**Task directions**
Write out each line of the records that has "window" in it.

**Data records**
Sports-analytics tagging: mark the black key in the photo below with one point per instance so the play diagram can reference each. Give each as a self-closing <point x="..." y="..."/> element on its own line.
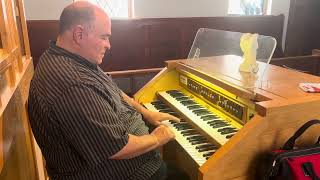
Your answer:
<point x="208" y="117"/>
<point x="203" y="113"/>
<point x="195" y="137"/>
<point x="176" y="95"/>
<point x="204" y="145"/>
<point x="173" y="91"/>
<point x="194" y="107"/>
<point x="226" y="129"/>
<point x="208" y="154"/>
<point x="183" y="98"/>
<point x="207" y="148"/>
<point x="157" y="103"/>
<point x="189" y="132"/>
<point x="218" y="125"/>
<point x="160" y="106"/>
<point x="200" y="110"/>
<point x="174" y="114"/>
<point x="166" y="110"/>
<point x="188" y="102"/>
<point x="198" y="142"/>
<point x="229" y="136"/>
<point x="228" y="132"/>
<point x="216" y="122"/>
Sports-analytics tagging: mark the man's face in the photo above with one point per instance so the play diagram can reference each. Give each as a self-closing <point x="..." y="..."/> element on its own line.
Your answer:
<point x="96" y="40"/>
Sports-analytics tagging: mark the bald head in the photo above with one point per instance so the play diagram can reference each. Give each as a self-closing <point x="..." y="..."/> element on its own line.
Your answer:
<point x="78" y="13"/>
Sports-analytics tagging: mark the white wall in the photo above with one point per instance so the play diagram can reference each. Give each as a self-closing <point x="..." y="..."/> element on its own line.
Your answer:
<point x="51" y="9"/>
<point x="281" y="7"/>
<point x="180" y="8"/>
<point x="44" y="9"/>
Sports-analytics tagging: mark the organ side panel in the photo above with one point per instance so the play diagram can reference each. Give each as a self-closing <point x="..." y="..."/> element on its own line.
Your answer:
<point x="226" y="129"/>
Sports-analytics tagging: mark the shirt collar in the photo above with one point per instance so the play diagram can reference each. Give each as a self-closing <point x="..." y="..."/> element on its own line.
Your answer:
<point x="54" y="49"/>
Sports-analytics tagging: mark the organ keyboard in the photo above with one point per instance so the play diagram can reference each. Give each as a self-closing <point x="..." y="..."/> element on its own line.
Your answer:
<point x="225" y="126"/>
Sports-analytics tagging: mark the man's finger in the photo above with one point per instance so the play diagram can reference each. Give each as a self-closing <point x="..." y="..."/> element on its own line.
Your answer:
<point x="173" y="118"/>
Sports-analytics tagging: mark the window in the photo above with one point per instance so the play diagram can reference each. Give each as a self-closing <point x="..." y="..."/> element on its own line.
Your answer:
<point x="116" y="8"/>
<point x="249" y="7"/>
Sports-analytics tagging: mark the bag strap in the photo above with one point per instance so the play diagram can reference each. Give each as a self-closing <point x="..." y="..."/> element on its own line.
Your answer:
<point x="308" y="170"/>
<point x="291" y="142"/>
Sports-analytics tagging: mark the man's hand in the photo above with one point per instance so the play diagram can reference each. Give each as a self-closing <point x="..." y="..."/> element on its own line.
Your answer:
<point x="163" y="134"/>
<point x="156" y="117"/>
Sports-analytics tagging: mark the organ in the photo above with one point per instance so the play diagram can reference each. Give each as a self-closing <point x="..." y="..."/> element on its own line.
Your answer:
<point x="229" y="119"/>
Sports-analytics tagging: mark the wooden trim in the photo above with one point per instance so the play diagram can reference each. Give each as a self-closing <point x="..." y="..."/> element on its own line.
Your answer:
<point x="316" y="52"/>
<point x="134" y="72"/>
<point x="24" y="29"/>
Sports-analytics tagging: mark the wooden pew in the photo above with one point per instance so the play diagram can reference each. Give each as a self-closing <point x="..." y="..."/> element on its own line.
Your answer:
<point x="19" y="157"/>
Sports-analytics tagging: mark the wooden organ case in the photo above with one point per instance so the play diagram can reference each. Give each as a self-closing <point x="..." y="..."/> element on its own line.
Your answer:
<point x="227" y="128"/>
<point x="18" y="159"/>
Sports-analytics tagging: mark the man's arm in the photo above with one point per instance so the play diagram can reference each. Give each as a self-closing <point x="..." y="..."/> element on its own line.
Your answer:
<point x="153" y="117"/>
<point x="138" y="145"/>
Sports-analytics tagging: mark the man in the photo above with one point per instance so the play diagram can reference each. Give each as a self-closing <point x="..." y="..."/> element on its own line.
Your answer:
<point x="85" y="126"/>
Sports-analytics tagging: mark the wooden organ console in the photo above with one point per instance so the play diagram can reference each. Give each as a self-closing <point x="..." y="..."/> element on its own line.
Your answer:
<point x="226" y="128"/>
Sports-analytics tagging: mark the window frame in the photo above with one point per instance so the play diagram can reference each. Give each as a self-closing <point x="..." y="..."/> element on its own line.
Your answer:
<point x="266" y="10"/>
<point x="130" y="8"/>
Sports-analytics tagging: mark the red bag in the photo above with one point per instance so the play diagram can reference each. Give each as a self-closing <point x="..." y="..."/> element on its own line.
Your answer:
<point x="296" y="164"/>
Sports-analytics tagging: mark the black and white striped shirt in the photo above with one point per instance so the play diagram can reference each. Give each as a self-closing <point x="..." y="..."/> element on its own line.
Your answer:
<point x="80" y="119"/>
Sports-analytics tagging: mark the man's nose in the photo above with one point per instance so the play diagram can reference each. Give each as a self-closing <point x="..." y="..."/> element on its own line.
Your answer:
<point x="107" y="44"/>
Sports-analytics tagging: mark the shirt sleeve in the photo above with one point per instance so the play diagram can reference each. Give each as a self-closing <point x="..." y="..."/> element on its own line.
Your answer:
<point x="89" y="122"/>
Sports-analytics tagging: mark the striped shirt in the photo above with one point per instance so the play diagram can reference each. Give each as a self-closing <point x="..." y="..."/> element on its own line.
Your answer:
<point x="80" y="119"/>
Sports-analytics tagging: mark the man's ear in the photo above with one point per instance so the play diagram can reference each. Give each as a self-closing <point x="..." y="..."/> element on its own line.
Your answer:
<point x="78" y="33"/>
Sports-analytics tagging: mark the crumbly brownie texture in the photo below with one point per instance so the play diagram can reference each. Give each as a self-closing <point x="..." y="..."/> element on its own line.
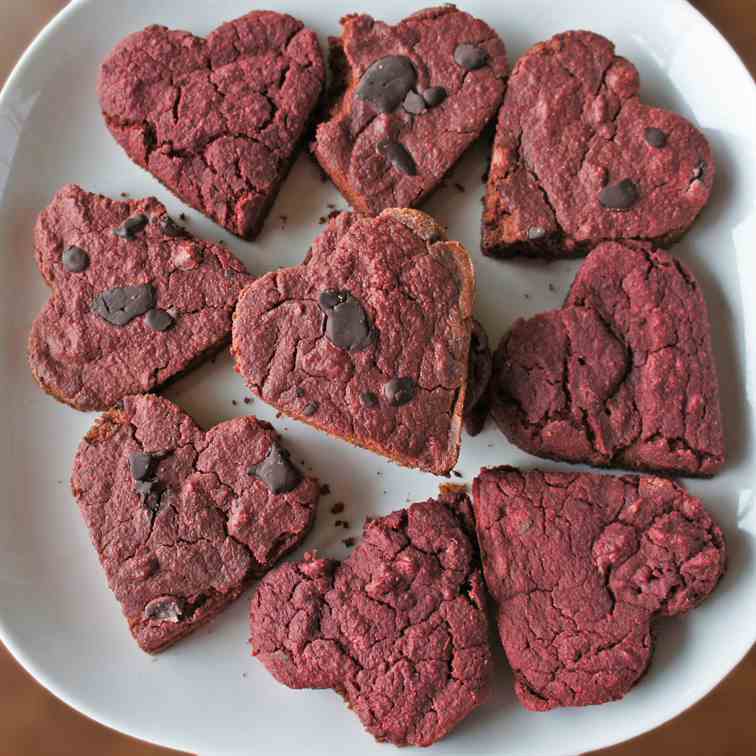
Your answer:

**Task output**
Sports-analytics tagging: mark the window in the photo above with one point per instance so the play diagram can reference each. Give each as a self-closing <point x="..." y="..."/> element on its own line.
Sports-analytics tagging: mark the window frame in the photo above with one point per instance so the play diagram can reference each. Give each as a self-closing <point x="..." y="..."/> element on its own line.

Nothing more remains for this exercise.